Data provided>

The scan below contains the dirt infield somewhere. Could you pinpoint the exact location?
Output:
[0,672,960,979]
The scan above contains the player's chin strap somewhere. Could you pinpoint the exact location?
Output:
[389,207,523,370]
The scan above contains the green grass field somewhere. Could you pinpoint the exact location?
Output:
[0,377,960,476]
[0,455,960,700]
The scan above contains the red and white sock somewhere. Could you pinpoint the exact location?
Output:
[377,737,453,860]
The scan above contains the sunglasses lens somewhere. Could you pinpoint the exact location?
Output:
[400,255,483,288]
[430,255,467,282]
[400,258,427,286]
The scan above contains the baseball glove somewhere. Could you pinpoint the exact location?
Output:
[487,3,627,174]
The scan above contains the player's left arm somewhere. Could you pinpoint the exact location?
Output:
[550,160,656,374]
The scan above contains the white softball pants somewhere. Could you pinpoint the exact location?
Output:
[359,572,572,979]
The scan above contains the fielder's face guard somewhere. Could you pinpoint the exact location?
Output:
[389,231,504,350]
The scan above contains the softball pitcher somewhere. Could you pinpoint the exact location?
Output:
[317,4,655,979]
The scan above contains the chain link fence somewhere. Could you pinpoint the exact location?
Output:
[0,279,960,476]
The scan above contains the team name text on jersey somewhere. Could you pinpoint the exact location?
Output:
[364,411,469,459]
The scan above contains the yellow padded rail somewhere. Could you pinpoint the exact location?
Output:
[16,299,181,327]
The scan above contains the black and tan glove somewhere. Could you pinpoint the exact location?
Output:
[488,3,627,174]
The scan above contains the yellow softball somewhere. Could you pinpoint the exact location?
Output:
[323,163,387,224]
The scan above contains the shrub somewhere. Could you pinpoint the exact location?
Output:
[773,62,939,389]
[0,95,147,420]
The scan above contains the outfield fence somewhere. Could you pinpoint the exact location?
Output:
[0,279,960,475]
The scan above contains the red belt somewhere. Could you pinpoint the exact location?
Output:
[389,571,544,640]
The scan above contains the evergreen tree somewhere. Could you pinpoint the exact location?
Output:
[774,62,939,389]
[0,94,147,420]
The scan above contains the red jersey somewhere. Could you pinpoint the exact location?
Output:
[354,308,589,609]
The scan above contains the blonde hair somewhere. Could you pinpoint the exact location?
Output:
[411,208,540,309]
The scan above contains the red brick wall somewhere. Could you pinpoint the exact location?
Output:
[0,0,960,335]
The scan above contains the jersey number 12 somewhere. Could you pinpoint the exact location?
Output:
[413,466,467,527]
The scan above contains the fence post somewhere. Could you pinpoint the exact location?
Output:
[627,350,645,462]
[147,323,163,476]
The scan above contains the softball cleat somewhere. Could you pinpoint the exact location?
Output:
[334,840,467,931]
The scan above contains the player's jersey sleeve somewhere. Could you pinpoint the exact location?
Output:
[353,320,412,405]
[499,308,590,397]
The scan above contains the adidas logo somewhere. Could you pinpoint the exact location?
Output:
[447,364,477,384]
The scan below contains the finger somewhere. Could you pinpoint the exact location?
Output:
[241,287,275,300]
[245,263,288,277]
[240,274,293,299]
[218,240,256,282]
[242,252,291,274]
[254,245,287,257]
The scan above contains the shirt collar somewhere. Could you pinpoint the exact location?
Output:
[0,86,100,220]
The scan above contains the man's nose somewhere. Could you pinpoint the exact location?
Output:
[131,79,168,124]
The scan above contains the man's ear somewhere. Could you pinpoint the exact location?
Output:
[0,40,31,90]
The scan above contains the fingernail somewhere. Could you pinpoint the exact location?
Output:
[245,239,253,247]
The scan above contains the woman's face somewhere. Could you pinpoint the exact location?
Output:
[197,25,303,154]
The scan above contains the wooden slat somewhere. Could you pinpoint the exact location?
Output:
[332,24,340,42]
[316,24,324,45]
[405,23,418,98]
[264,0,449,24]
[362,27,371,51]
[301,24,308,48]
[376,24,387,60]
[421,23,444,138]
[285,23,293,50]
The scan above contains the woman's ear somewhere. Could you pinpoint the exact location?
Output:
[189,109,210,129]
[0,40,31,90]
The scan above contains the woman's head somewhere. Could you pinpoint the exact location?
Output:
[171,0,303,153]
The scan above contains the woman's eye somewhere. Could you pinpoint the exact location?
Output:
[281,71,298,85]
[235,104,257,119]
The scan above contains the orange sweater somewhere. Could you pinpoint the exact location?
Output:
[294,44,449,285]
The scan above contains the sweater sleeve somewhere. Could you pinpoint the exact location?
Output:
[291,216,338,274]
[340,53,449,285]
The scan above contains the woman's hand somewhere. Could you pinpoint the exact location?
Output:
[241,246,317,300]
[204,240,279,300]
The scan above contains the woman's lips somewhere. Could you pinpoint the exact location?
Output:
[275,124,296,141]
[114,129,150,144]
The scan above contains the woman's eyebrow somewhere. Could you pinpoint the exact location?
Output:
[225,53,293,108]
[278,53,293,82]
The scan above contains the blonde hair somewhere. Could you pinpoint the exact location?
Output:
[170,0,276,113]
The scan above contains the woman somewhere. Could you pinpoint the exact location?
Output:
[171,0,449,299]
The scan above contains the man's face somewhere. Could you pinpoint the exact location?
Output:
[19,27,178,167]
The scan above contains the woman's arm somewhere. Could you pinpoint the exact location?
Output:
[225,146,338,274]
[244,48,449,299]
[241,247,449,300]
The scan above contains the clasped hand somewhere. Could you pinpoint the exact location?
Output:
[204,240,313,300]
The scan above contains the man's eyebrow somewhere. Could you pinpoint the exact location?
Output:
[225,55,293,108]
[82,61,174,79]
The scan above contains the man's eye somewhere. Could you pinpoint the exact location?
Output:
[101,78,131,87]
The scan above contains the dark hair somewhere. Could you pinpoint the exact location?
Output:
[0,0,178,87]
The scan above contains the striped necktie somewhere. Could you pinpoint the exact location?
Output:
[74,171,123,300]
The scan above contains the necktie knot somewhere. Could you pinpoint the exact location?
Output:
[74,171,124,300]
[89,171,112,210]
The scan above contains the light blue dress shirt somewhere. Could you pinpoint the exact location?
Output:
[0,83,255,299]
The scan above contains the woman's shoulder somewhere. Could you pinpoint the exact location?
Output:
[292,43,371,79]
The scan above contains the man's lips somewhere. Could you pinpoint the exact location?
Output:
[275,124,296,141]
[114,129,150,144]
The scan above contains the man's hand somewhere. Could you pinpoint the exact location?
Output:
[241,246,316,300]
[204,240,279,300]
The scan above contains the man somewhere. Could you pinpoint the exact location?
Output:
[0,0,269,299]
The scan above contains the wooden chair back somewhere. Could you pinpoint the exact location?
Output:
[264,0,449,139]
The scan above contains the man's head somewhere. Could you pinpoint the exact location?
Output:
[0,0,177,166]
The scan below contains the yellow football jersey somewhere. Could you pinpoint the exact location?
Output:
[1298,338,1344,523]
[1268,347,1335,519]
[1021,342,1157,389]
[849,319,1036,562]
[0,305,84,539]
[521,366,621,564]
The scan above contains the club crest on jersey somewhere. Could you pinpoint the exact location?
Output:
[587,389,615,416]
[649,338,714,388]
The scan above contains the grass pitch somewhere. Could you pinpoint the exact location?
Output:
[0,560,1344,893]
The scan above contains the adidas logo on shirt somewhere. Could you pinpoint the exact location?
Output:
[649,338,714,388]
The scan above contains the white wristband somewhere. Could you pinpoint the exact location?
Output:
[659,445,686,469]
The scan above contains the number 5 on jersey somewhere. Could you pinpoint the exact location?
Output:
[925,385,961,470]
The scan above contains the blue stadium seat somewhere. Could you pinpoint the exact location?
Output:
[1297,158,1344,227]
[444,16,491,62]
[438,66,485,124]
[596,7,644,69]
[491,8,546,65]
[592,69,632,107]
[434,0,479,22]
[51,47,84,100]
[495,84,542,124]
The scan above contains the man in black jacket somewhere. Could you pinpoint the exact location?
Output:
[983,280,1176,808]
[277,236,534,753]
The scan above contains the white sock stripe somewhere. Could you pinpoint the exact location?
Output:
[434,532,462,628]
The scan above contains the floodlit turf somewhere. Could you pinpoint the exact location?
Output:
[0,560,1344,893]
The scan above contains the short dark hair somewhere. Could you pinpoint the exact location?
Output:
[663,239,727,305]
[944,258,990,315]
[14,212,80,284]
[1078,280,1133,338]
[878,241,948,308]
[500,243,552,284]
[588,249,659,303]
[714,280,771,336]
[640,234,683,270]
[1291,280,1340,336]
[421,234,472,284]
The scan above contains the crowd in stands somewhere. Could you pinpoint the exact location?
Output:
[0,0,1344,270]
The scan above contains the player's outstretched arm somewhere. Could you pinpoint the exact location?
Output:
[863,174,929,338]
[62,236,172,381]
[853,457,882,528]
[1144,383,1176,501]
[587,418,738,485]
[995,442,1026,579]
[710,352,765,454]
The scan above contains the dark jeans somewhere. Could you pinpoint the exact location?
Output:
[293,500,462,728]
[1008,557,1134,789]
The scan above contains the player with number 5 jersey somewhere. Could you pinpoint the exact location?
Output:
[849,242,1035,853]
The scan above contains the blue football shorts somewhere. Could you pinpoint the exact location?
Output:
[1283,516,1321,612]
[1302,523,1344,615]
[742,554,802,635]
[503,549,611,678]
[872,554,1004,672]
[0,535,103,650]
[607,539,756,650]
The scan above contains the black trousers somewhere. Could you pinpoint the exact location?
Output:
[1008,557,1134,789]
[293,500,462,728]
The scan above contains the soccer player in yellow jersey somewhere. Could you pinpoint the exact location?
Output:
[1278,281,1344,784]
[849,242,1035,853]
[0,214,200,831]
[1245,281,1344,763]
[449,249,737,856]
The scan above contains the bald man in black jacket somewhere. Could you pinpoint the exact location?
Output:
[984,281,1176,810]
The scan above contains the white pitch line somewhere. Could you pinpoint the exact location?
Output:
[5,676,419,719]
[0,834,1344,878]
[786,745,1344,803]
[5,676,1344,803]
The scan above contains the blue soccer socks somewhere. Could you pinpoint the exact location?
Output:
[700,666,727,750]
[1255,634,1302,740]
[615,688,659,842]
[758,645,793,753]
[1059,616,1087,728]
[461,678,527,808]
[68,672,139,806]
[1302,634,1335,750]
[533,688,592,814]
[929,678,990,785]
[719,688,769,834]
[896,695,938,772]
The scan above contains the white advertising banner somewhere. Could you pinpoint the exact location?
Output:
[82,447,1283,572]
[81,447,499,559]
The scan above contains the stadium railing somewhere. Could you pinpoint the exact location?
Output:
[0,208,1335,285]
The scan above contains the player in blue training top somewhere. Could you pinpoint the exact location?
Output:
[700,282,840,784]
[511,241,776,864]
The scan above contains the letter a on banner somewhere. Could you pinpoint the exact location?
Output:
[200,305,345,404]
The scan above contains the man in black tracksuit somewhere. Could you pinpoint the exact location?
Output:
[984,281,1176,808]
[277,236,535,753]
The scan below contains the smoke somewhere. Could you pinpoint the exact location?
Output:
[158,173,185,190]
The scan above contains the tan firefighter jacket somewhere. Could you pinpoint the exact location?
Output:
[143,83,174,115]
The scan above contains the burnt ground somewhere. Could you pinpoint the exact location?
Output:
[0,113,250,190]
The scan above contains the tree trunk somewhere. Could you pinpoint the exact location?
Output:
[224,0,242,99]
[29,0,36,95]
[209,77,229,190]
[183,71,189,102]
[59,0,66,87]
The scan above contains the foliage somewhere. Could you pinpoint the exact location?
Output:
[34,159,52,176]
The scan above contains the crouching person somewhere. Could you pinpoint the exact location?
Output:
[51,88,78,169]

Task objective>
Could you rewrite the part that opens with the row containing "The scan above contains the club" and closes with the row containing "[434,532,462,628]", putting "sweatband" in place of "wristband" and leaving everything else unchanged?

Response to this task>
The scan above contains the club crest on jersey somewhere. Could you pinpoint the exact location?
Output:
[587,389,615,416]
[649,338,714,388]
The scan above contains the grass pitch somewhere. Could you pinpoint the exact location?
Output:
[0,560,1344,893]
The scan above contains the adidas logo on shirt somewhere. Could you pinpoint the exact location?
Output:
[649,338,714,388]
The scan above contains the white sweatband somewhere. Could you pinpoint the exact location?
Output:
[659,445,686,469]
The scan above contains the number 5 on jersey somewhere. Could you pinpoint the exact location?
Output:
[925,385,961,470]
The scan above contains the blue stadium seat somewhere. Could you pinpoint the exact location?
Output:
[1297,158,1344,227]
[444,16,491,62]
[438,66,485,124]
[596,7,644,69]
[491,8,546,65]
[592,69,632,107]
[434,0,479,22]
[51,47,84,100]
[495,84,542,124]
The scan above contains the man in black jacket somewhere. Could you pinpoint the exact location?
Output:
[983,280,1176,808]
[277,236,534,753]
The scan above contains the white sock stripe somewhere. Could you pinpoint the exact location?
Output:
[434,532,462,628]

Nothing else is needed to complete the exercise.